» **DATA EXCERPTS**:

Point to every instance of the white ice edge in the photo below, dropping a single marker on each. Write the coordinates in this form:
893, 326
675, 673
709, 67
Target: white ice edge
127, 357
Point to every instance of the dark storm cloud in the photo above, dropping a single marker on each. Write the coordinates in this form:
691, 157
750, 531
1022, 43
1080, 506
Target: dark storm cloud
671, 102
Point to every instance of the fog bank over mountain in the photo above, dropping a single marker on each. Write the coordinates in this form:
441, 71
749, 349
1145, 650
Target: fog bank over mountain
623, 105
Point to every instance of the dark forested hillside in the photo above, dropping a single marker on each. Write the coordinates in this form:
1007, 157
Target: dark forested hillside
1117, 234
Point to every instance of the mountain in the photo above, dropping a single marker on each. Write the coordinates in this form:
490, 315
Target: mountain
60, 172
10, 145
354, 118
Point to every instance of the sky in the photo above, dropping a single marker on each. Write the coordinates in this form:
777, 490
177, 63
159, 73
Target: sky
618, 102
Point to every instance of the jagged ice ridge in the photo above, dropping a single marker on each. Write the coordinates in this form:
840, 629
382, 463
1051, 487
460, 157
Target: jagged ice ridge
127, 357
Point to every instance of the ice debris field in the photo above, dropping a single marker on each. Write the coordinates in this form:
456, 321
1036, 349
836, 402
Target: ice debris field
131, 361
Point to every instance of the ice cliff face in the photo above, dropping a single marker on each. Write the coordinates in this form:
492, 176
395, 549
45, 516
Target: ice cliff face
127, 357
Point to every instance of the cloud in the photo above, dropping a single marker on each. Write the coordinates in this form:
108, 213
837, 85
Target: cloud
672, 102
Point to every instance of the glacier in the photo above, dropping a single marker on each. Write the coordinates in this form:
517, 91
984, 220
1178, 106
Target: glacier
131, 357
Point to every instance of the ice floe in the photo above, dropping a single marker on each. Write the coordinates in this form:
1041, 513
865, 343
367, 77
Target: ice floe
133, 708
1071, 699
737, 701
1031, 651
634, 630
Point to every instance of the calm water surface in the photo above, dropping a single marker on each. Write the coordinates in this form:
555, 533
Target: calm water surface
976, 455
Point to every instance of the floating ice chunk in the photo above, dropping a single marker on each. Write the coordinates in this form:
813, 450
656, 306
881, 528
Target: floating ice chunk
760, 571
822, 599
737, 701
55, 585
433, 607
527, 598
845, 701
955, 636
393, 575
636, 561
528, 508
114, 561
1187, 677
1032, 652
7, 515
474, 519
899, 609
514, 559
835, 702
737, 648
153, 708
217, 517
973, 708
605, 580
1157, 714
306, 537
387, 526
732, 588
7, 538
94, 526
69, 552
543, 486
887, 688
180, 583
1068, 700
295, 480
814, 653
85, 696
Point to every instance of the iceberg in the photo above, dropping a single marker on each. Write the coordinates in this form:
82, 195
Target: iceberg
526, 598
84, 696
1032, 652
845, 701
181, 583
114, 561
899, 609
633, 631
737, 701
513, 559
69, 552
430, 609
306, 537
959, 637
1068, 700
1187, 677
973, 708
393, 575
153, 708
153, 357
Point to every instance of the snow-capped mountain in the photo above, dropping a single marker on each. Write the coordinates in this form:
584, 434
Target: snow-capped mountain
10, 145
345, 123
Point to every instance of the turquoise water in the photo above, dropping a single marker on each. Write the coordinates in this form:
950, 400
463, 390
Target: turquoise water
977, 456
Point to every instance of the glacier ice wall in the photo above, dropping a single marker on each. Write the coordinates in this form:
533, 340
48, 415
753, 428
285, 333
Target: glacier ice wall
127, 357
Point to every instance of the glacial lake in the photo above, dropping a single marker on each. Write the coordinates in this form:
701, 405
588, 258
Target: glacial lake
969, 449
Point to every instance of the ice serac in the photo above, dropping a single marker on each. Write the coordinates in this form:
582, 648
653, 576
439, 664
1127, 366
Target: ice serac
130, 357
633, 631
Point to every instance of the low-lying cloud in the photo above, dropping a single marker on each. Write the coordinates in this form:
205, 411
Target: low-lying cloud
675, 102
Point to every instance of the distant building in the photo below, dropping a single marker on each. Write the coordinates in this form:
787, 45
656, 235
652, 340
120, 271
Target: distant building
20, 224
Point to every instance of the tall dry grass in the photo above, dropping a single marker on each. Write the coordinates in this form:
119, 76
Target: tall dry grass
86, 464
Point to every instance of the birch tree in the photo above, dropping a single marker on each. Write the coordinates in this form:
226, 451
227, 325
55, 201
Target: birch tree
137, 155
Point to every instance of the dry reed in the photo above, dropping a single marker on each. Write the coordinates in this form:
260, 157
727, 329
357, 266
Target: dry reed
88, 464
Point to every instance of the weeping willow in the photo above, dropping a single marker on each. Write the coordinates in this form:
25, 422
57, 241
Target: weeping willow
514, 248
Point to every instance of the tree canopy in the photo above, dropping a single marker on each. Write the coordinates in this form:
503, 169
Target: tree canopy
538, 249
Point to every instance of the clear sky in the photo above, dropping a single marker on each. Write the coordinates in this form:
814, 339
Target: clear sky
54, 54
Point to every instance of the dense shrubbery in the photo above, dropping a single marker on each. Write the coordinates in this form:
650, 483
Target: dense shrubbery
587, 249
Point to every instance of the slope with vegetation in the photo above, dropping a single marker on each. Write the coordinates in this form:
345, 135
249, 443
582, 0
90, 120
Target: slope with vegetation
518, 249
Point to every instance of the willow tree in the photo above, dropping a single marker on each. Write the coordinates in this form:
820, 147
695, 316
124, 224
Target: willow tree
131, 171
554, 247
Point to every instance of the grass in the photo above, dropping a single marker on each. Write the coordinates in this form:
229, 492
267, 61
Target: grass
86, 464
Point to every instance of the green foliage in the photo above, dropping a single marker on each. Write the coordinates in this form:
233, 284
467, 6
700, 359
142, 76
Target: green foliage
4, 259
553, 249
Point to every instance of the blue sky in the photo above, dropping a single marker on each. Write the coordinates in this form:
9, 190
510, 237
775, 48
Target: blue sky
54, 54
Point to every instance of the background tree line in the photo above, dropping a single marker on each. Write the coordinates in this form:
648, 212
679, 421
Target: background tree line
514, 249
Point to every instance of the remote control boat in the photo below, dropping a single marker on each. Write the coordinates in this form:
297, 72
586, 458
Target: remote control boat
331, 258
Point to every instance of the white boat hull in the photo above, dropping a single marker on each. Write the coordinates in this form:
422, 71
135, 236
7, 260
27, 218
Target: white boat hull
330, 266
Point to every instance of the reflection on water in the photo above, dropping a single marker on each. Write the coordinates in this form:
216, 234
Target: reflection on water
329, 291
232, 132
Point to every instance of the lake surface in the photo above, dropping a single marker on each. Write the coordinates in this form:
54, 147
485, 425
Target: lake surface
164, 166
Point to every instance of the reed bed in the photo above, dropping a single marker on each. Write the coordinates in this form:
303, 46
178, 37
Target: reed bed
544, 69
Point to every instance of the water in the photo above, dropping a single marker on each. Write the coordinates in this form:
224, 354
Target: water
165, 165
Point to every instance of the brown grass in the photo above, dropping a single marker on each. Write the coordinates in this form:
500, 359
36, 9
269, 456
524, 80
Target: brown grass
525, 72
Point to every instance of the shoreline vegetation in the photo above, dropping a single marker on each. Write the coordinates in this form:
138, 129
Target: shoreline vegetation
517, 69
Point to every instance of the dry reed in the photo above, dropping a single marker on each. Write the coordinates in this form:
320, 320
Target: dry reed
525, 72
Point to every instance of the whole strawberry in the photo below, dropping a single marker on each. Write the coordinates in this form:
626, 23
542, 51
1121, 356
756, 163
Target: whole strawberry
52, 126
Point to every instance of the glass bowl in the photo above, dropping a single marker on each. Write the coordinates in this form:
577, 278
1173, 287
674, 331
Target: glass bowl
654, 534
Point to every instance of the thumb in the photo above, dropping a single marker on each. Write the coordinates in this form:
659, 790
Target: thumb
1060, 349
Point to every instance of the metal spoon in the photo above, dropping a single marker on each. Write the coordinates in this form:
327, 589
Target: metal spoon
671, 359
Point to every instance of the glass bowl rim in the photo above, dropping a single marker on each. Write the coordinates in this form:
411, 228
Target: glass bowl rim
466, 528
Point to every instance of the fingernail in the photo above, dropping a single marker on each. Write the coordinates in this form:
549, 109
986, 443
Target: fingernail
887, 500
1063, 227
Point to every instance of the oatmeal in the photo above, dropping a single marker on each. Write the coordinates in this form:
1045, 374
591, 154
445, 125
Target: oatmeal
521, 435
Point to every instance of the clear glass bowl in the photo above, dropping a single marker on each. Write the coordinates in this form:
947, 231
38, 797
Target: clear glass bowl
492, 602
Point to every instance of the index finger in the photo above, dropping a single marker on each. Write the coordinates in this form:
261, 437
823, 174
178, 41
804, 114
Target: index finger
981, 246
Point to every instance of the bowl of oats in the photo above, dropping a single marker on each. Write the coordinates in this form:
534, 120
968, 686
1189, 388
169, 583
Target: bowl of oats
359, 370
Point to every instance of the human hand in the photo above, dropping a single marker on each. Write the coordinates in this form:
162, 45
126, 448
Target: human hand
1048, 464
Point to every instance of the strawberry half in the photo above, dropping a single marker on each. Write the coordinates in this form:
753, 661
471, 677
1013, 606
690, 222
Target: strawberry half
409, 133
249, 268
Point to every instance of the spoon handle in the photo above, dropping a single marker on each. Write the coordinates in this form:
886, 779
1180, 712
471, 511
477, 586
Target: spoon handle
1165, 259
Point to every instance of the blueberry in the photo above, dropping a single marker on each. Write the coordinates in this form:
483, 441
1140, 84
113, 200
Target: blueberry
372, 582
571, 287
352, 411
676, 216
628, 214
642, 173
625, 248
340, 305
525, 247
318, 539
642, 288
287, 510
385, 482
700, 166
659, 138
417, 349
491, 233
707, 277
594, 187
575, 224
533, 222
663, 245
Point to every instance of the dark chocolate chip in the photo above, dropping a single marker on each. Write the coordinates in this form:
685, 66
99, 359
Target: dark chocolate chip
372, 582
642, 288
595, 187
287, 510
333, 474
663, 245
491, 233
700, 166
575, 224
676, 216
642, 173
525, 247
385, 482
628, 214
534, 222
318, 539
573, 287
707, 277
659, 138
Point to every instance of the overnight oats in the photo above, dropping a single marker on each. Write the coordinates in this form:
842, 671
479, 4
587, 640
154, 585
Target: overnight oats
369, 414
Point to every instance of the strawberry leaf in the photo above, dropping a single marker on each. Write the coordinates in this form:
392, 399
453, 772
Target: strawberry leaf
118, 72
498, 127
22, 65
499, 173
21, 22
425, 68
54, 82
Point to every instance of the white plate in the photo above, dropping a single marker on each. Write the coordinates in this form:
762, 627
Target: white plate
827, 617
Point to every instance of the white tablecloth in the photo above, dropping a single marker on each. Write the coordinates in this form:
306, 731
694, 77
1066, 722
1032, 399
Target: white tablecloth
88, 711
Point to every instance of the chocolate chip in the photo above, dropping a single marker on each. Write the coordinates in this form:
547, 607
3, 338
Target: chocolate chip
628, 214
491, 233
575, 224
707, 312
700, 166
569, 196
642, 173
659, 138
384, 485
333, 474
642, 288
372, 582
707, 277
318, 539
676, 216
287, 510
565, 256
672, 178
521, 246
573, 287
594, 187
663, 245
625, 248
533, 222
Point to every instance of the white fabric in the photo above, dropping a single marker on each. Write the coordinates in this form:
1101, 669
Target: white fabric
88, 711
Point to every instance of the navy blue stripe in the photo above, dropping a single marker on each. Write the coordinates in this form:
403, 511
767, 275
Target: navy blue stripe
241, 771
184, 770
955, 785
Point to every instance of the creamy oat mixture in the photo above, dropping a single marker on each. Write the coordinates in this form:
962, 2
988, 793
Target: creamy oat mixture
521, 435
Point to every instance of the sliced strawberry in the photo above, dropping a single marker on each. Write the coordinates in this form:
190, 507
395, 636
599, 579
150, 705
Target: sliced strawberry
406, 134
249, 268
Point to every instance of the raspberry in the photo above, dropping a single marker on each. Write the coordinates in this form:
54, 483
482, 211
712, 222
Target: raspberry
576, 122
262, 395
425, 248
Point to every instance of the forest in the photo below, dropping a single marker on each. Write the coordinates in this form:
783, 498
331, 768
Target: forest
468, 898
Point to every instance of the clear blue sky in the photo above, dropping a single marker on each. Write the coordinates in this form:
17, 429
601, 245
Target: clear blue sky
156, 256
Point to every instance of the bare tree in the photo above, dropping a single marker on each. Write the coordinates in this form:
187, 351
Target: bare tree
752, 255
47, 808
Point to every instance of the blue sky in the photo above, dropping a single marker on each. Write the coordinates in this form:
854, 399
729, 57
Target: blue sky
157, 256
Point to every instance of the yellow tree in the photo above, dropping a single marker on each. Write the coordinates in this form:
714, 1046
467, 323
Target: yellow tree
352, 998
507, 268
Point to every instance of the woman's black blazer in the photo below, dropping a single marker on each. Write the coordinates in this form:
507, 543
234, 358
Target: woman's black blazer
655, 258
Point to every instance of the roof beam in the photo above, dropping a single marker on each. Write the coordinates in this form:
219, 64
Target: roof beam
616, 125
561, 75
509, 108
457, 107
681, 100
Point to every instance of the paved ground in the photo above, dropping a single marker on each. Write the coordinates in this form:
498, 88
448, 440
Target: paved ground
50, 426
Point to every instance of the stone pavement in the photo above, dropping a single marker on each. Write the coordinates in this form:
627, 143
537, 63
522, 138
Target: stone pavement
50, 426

» **THE EXERCISE**: Quote exactly what appears from the line containing "Point to every instance of the sliced" through the final line of the listing above, including both of those lines.

» **EXERCISE SOLUTION**:
Point to every instance of the sliced strawberry in the photo above, dropping a single marker on each. Write the coordinates in this form:
190, 507
395, 636
599, 579
150, 705
Target: sliced strawberry
406, 134
249, 268
Point to every instance of the raspberry in the photo above, dropping a single marker on each. Write the coordinates in this form:
54, 483
482, 211
712, 222
Target: raspberry
576, 122
262, 395
425, 248
Point to every instance of the forest in the photo below, dropping a single marker on each. Write the coordinates in this form:
783, 498
331, 768
Target: forest
468, 898
Point to every instance of the clear blue sky in the photo above, dropping a single marker on each. Write the coordinates in this form:
17, 429
601, 245
Target: clear blue sky
156, 256
Point to every instance of the bare tree in the photo above, dropping a single marker on each. Write the coordinates in this form:
187, 351
Target: bare tree
752, 255
47, 808
Point to every instance of the blue sky in the photo above, dropping a single marker on each. Write the coordinates in this form:
854, 399
729, 57
Target: blue sky
157, 256
Point to every instance of the yellow tree in the photo above, dropping a single marker on each. Write the coordinates in this form:
714, 1046
467, 323
Target: yellow tree
352, 998
507, 268
Point to every instance of the woman's black blazer in the photo below, dropping a single marker on each. Write the coordinates in this form:
507, 543
234, 358
Target: woman's black blazer
655, 258
Point to every instance of the roof beam in the photo above, dropping a single marker on each. Write the coordinates in this form:
219, 64
Target: roof beam
616, 125
561, 75
509, 108
457, 107
681, 100
Point to every instance of the paved ground in the photo above, dropping a single marker on each. Write the coordinates in this form:
498, 88
448, 440
Target: paved ground
50, 426
Point to every instance of the stone pavement in the photo above, dropping a single marker on each. Write the coordinates in this form:
627, 143
537, 63
522, 138
Target: stone pavement
50, 426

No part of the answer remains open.